BEGIN The input

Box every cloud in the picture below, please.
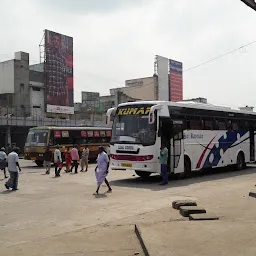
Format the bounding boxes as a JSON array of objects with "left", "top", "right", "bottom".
[
  {"left": 39, "top": 0, "right": 151, "bottom": 15},
  {"left": 0, "top": 0, "right": 256, "bottom": 106}
]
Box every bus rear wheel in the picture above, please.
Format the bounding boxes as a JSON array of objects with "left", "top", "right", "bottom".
[
  {"left": 236, "top": 152, "right": 245, "bottom": 171},
  {"left": 35, "top": 160, "right": 44, "bottom": 167},
  {"left": 135, "top": 171, "right": 151, "bottom": 179}
]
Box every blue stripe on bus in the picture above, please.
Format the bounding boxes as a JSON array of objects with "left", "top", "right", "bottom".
[{"left": 203, "top": 131, "right": 248, "bottom": 168}]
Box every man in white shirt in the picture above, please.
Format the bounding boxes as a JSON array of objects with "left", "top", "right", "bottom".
[
  {"left": 81, "top": 145, "right": 90, "bottom": 172},
  {"left": 5, "top": 148, "right": 21, "bottom": 190},
  {"left": 54, "top": 145, "right": 62, "bottom": 177},
  {"left": 0, "top": 148, "right": 8, "bottom": 179}
]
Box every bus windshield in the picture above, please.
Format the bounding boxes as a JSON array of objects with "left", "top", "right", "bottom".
[
  {"left": 111, "top": 107, "right": 156, "bottom": 145},
  {"left": 26, "top": 130, "right": 49, "bottom": 146}
]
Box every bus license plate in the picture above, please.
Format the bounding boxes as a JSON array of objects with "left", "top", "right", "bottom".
[{"left": 121, "top": 163, "right": 132, "bottom": 168}]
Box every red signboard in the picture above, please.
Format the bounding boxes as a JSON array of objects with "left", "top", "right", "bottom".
[
  {"left": 62, "top": 131, "right": 69, "bottom": 138},
  {"left": 87, "top": 131, "right": 93, "bottom": 137},
  {"left": 44, "top": 30, "right": 74, "bottom": 114},
  {"left": 100, "top": 131, "right": 106, "bottom": 137},
  {"left": 94, "top": 131, "right": 100, "bottom": 137},
  {"left": 106, "top": 131, "right": 112, "bottom": 137},
  {"left": 81, "top": 131, "right": 87, "bottom": 137},
  {"left": 169, "top": 60, "right": 183, "bottom": 101},
  {"left": 54, "top": 131, "right": 61, "bottom": 138}
]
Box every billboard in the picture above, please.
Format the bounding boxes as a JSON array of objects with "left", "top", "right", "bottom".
[
  {"left": 156, "top": 55, "right": 169, "bottom": 101},
  {"left": 44, "top": 30, "right": 74, "bottom": 114},
  {"left": 82, "top": 92, "right": 100, "bottom": 112},
  {"left": 169, "top": 60, "right": 183, "bottom": 101}
]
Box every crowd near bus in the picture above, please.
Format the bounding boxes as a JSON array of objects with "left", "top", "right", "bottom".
[
  {"left": 107, "top": 101, "right": 256, "bottom": 183},
  {"left": 24, "top": 126, "right": 111, "bottom": 168}
]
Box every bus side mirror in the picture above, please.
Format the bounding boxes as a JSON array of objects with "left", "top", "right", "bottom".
[
  {"left": 148, "top": 111, "right": 155, "bottom": 124},
  {"left": 148, "top": 105, "right": 162, "bottom": 124},
  {"left": 106, "top": 108, "right": 117, "bottom": 124}
]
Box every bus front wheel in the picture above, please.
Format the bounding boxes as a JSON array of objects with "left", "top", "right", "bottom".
[
  {"left": 135, "top": 171, "right": 151, "bottom": 179},
  {"left": 35, "top": 160, "right": 44, "bottom": 167},
  {"left": 236, "top": 152, "right": 246, "bottom": 171}
]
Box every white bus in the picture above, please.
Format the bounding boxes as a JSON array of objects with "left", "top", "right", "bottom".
[{"left": 107, "top": 101, "right": 256, "bottom": 177}]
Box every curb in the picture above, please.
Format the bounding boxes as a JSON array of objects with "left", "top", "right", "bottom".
[{"left": 134, "top": 224, "right": 150, "bottom": 256}]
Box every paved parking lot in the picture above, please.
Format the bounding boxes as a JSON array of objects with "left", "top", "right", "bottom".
[{"left": 0, "top": 160, "right": 256, "bottom": 256}]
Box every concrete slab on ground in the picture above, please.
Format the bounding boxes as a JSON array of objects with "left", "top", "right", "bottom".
[
  {"left": 139, "top": 221, "right": 256, "bottom": 256},
  {"left": 189, "top": 213, "right": 219, "bottom": 220},
  {"left": 1, "top": 225, "right": 144, "bottom": 256},
  {"left": 172, "top": 200, "right": 197, "bottom": 210},
  {"left": 249, "top": 191, "right": 256, "bottom": 198},
  {"left": 180, "top": 206, "right": 206, "bottom": 217}
]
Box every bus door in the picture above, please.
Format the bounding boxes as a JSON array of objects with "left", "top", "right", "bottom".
[
  {"left": 250, "top": 128, "right": 255, "bottom": 161},
  {"left": 159, "top": 118, "right": 184, "bottom": 173},
  {"left": 170, "top": 120, "right": 184, "bottom": 173}
]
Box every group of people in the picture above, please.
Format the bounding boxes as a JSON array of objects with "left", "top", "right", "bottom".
[
  {"left": 44, "top": 145, "right": 112, "bottom": 195},
  {"left": 44, "top": 145, "right": 90, "bottom": 177},
  {"left": 0, "top": 147, "right": 21, "bottom": 190}
]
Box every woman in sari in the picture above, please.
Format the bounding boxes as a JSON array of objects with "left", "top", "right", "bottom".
[
  {"left": 94, "top": 146, "right": 112, "bottom": 195},
  {"left": 65, "top": 147, "right": 72, "bottom": 172},
  {"left": 0, "top": 148, "right": 8, "bottom": 179}
]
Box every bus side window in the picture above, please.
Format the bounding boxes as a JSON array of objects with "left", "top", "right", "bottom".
[
  {"left": 240, "top": 120, "right": 249, "bottom": 131},
  {"left": 228, "top": 120, "right": 239, "bottom": 131},
  {"left": 215, "top": 119, "right": 227, "bottom": 130},
  {"left": 189, "top": 117, "right": 203, "bottom": 130},
  {"left": 203, "top": 118, "right": 213, "bottom": 130},
  {"left": 232, "top": 120, "right": 239, "bottom": 131}
]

END The input

- Work required:
Find every line in the records above that contains the word "wheel", and copy each one.

- Answer for the task:
Box every bus rear wheel in the picture above, please.
Box every bus front wheel in the picture above, please.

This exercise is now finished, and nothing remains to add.